* **EXERCISE TASK 1**:
Please give the entries that follow the text as a JSON list of strings, one string per line, with blank lines left out and the pictures omitted.
[READING TEXT start]
In addition, some other ways have been applied, such as stereo vision^28,29 and vision and IMU combination.^30,31 It is assumed that the IMU has the ability to provide a good scale estimation for the mono-vision system. Wenzel et al.³² used a Wii remote IR camera as main sensor, which allows robust tracking of a pattern of IR lights in conditions without direct sunlight. In our preliminary work, one multi-view navigation system³³ has also been reported, that employed hybrid vision measurements to estimate UAV pose.

Based on the work described above, it is therefore thought that feature detection and recognition would be a key issue with regard to localization precision. Moreover, for a complete landing, the vision should have the ability to work well from far and close with the landing spot. To extend vision detection and localization range, a hierarchical method is studied in this work.

Object detection and pose recovery

The UAV localization with respect to an object in an unknown environment is a complex but solvable problem that can be achieved with either single camera or stereo cameras. In this work, a set of friendly artificial markers have been set to construct a landing object, as shown in Figure 1. The corresponding feature detection and pose recovery methods are explained in the following section.

Figure 1.

Landing object and feature description inside.

Feature description and detection method

One desires to calculate the UAV position and orientation reliably using the designed artificial markers of the landing object. Inspired from QR code popularly applied in the field of current information recognition, three artificial markers (black and white rectangles), denoted as Top, Right and Bottom, can be detected and recognized robustly. First, each marker is segmented from the background using contour extraction and statistics. We converted original gray image to binary format by thresholding operation. The “findContours” function in OpenCV has the ability to retrieve contours from the binary image using the algorithm.³⁴ Contours can be explained simply as a curve joining all the continuous points along the boundary, having same color or intensity. They are used for fiducial marker detection and recognition. Thus, there would be two contours to be detected for each boundary between white and black. It means that a fixed number (six) of contours would be obtained for each complete fiducial marker, as shown in Figure 1. These markers can be recognized robustly by counting the detected contours. The contour c1 which has five child-contours (c2-c6) is thought to be the boundary of one fiducial marker. Using such a way, other two fiducial markers can also be recognized.

Then, Top marker can be recognized by calculating the straight-line distances between any two markers. The distances between the markers are $l 1$ , $l 2$ , and $l 3$ , respectively. The line $l 3$ between Right and Bottom markers is the longest one. Therefore, the Top marker can be determined by judging whether it is on the line $l 3$ or not. Finally, Right and Bottom markers are also determined by analyzing the slope k of $l 3$ and the distance $l 4$ from Top marker to the line $l 3$ . For example, when $k < 0$ and $l 4 < 0$ , the direction of the object is thought to be in the northern and Right marker is on the right of Bottom marker. It should be noted that the top of the image is assumed to be north.
[READING TEXT end]
[RECORD EXCERPTS start]
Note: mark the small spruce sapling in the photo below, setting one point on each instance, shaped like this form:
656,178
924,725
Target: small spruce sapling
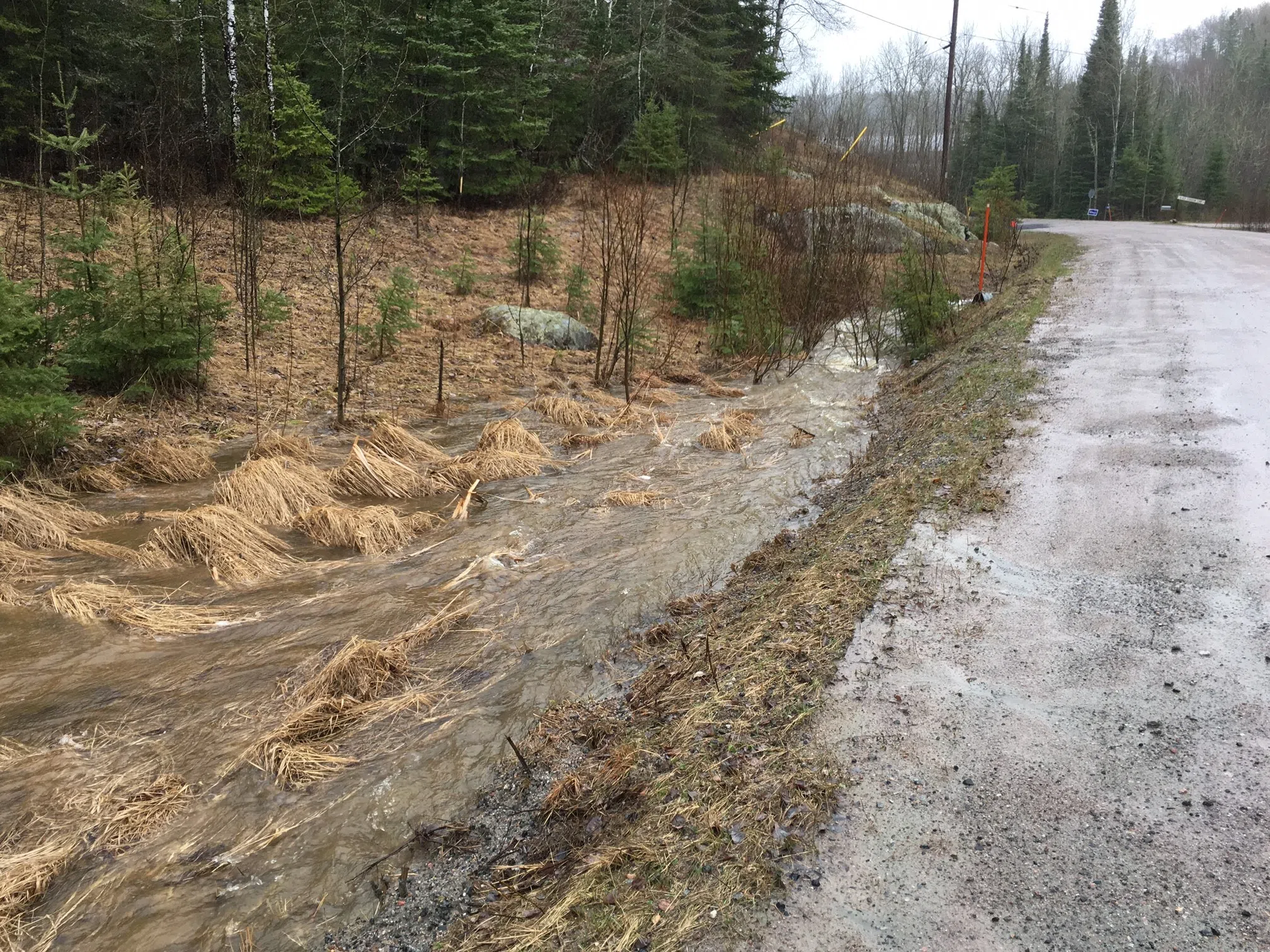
397,302
461,275
418,186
[RECORD EXCERPTS end]
* **EXERCISE TASK 2**:
Answer these from the UAV landing text, marking each answer the same way:
(a) What main sensor did Wenzel et al. use?
(b) How many contours are obtained for each complete fiducial marker?
(c) Which part of the image is assumed to be north?

* **EXPECTED OUTPUT 1**:
[
  "Note: mark the small spruce sapling in the photo below, setting one point on each instance, shaped like this form:",
  "656,178",
  "924,725",
  "Target: small spruce sapling",
  "397,302",
  "461,275",
  "418,186"
]

* **EXPECTED OUTPUT 2**:
(a) A Wii remote IR camera.
(b) Six.
(c) The top of the image.